[GIVEN TEXT Boundary: Start]

As the world shifts to renewables, governments have realised the need to focus on securing the supply of materials needed for a low-carbon energy transition. Many green technologies depend on a range of critical minerals and materials. The European Commission’s REPowerEU plan would require 440GW of operational wind capacity by 2030 and an average installation rate of 30GW each year between now and then, according to trade association WindEurope. To do that, the industry needs critical materials like rare earths for magnets and coking coal to produce the iron and steel used in wind turbines.

Without secure supplies, the energy transition will be more difficult and costly. In the wake of Covid-19, Russia’s invasion of Ukraine and the energy crisis, the fragility of many supply chains has become apparent. Prices of critical materials like aluminium, nickel and rare earths have all soared compared with pre-pandemic levels, pushing up the cost of a wind turbine by 38% over the past two years.

Currently, much of the production and processing of critical materials is in the hands of just a few countries. The EU sources 99% of its boron from Turkey, while 100% of its ‘heavy’ rare earths and 85% of its ‘light’ rare earths are processed in China.

That the EU is too reliant on external suppliers is also the conclusion of a Critical Raw Materials Assessment published in March, as a part of a new EU Critical Raw Materials Act. To secure future supplies, the EU wants to be more self-reliant in the mining, processing and recycling of materials it identifies as critical or strategic. By 2030, the EU wants at least 10% of its extraction, 40% of its processing and 15% of its recycling, all as a percentage of annual consumption, to be domestic. In addition, not more than 65% of the annual consumption of any strategic raw material can come from a single country, at any processing stage.

[GIVEN TEXT Boundary: End]
[DATA Boundary: Start]

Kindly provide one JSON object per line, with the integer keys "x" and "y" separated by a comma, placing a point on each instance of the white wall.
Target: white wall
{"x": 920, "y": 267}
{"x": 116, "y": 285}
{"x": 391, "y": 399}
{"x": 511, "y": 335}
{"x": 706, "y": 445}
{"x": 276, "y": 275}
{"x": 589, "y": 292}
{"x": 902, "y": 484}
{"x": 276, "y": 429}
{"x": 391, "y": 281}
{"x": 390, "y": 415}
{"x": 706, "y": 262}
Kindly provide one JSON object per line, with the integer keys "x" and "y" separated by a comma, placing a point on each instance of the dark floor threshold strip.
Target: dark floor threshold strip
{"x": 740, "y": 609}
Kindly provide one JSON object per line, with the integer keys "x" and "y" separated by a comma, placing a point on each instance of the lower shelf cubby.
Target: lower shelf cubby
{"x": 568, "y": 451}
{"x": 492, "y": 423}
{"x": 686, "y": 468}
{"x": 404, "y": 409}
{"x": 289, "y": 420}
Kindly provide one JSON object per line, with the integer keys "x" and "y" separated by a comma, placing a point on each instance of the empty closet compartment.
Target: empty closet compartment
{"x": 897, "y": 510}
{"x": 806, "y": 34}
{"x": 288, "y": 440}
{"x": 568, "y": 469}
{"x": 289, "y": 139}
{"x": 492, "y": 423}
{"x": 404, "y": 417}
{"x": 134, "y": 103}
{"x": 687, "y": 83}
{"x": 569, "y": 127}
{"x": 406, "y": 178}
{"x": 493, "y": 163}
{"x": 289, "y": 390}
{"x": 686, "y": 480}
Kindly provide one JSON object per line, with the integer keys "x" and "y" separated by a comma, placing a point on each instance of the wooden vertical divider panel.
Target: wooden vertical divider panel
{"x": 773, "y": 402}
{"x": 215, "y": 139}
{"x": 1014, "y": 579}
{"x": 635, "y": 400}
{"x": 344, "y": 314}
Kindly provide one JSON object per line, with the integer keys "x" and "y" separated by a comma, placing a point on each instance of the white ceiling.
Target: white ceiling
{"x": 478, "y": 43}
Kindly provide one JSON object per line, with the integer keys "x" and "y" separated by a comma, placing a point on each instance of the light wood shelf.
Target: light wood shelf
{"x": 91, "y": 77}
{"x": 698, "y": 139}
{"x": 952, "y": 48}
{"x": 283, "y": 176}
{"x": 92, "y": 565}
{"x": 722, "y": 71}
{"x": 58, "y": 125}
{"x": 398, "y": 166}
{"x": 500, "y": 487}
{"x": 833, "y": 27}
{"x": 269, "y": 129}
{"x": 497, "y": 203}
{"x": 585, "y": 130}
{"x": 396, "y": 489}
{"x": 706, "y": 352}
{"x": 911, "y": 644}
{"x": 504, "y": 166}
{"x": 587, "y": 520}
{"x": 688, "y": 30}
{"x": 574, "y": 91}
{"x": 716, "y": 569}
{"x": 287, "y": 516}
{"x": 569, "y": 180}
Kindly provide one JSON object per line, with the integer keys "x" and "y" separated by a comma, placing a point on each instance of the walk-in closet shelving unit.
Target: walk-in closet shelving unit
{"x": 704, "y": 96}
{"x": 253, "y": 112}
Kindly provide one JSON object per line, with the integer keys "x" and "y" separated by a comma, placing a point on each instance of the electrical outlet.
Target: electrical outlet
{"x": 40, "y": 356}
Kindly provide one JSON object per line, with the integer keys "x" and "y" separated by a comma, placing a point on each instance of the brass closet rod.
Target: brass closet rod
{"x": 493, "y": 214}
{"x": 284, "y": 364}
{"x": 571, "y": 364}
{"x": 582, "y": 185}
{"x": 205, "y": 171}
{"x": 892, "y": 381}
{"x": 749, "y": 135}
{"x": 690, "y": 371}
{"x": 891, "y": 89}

[DATA Boundary: End]

:: QUESTIONS TO ANSWER ::
1 - Name every country mentioned in the text on critical materials for the energy transition.
2 - Write the next part of the text on critical materials for the energy transition, picking up after its final sentence.

:: ANSWERS BY ITEM ::
1 - Russia, Ukraine, Turkey, China

2 -
For the critical raw materials needed for wind energy, the EU currently has a 77% import reliance for extraction. Processing is slightly more secure – on average, 54% of processing is done outside the EU. The reliance on external producers of critical materials will likely remain an issue, as mining in the EU faces hurdles such as environmental concerns. Seven years to reach 10% domestic extraction is not a lot of time since the average mining project takes 16.5 years to move from discovery to first production, according to the International Energy Agency.

Sweden, for example, has Europe’s largest known deposit of rare earths, which could potentially fulfil a large part of the EU’s future demand for these minerals. However, the challenge remains to secure permits in time. The proposed Nunasvaara South graphite mine has been trying to get permits for a decade, while a potential rare earth mining project in Norra Kärr has seen strong, sustained local opposition. Finland, which has big deposits of nickel and cobalt, recently overhauled its mining legislation to give greater control to locals over new permits and to protect the environment.